* **List of tasks**:
A – In the VLIW discussion, what kind of execution did the last generation of Itanium switch to?
B – Please repeat the VLIW discussion from "Parallel, speculative execution" up to and including "general-purpose CPU uses.", swapping "abandoned" for "dropped".
C – Write the next part of the VLIW discussion, carrying on after its final sentence.

* **Page text**:
VLIW processors with dynamic configuration of the opcode instruction group has a lot of potential in the future, in my opinion. E.g. 128 or 256 bit "opcode groups" with variable-size opcodes, using their own temporary registers, even custom programable opcodes for ad-hoc opcode compression, etc.

The failure of the Itanium because of cheap x86 chips doing "macro-op" execution, more efficiently than the Itanium explicit VLIW, is the other side of the same coin: no matter if explicit or implicit, the way to increase single-thread IPC (instruction per clock) rate is doing more in parallel and hiding execution latency. So, explicit, or as hidden abstraction, VLIW-esque execution seems to be unavoidable.


Parallel, speculative execution is what's unavoidable. The VLIW idea of statically compiler-scheduled parallelism and speculation has not been successful for general-purpose code. The last generation of Itanium abandoned explicit, statically-scheduled parallelism and switched to out of order execution, like every fast general-purpose CPU uses.

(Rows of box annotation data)
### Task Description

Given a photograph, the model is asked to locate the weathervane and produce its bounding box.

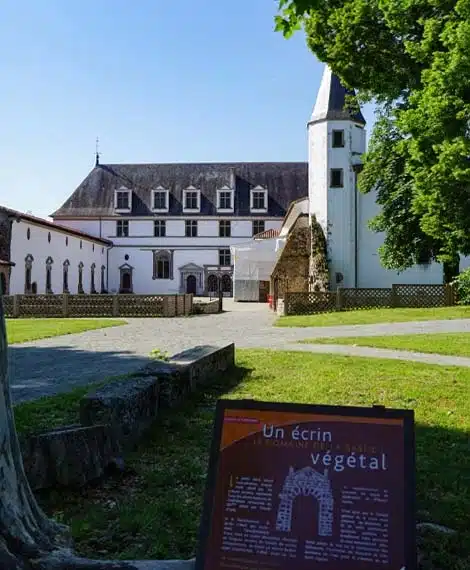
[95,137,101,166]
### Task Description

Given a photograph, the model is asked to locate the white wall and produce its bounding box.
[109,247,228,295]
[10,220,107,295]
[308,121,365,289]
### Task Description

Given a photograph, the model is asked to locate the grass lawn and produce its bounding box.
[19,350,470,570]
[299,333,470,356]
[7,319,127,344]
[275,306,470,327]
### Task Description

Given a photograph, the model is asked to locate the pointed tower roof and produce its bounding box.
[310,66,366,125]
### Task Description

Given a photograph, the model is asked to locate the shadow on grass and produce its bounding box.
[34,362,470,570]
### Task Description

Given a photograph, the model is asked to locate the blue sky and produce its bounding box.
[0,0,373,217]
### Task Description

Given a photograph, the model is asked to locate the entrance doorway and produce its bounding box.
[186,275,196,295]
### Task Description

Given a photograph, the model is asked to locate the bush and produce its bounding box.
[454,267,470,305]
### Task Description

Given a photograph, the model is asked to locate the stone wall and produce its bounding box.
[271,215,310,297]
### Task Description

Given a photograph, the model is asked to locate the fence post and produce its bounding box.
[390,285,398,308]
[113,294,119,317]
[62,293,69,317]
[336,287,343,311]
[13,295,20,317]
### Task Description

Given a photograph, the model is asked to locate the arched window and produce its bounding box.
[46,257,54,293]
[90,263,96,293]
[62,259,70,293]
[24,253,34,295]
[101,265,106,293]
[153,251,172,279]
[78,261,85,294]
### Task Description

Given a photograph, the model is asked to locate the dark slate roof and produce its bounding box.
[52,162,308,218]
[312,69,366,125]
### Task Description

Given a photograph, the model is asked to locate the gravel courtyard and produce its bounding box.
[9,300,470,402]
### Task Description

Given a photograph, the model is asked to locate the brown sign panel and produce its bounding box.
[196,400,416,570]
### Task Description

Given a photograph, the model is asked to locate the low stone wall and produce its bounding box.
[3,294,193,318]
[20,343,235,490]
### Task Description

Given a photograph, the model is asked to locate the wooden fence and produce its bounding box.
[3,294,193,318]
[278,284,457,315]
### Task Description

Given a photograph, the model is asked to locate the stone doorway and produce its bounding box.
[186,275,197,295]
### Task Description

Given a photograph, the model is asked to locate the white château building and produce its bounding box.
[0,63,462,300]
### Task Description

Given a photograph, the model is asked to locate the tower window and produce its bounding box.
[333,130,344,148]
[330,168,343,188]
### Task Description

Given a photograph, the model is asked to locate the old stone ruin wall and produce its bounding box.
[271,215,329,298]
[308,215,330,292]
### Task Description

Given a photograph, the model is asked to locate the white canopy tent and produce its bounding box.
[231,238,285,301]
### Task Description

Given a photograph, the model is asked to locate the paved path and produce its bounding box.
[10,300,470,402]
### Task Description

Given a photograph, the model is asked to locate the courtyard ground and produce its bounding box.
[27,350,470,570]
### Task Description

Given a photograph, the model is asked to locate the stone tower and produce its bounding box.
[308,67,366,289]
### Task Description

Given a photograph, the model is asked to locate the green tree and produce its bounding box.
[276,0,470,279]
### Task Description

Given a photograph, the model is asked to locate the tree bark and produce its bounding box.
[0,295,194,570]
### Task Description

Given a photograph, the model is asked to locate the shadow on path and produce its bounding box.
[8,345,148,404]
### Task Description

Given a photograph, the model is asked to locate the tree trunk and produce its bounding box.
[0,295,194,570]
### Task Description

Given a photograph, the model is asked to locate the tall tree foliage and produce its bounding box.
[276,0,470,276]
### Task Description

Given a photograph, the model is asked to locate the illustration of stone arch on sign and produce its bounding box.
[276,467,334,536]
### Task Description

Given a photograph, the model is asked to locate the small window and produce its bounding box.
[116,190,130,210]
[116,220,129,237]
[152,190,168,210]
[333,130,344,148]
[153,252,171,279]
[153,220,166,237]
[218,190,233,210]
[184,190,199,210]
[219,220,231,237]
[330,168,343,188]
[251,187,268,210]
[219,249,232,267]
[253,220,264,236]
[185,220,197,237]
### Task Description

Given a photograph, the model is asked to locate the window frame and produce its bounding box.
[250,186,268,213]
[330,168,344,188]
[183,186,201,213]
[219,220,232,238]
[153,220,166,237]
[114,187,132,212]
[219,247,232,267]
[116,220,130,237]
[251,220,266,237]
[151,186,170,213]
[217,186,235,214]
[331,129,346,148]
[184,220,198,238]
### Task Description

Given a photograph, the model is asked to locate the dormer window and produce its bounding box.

* **Results**:
A – Out of order execution.

B –
Parallel, speculative execution is what's unavoidable. The VLIW idea of statically compiler-scheduled parallelism and speculation has not been successful for general-purpose code. The last generation of Itanium dropped explicit, statically-scheduled parallelism and switched to out of order execution, like every fast general-purpose CPU uses.

C –
> has not been successful for general-purpose code

Let me interject that it has also not been successful for AMD's line of videocards - they used a VLIW architecture before transitioning to a SIMD architecture codenamed Graphics Core Next or GCN in 2011. nVidia had been using SIMD for quite a while before that, but some of their latest cards have a few VLIW features like the option to explicitly specify parallelism between instructions.


Apparently they switched because VLIW wasn't good for GPGPU workloads, which is in keeping with the general theme, that VLIW works very well on certain highly-specific DSP-ish workloads.


Is the Itanium bundling described in the article a pretty common pattern in cpu architecture? The only CPU architectures I knew fairly intimately (Analog Devices Blackfin and SHARC - neither particularly mainstream) had a limited version of this and, at least in Blackfin's case, was pretty key to achieving reasonably performant code.


It's fairly common in newer ISAs.

For a very modern take, [shameless plug] the Mill CPU instruction encoding talk is very entertaining: http://millcomputing.com/topic/instruction-encoding/

(Mill team)


It's also very common in older ISAs, especially DSPs. As pointed out elsewhere, it's common in VLIWs (which is generally "older" ISAs).

A good example is the Motorola 56K DSP family. Instructions are 24 bit wide (24 bit wide memory!). They come in a few formats, which can be broken down into two major types: complex instruction, or simple instruction plus up to 2 memory moves and address updates.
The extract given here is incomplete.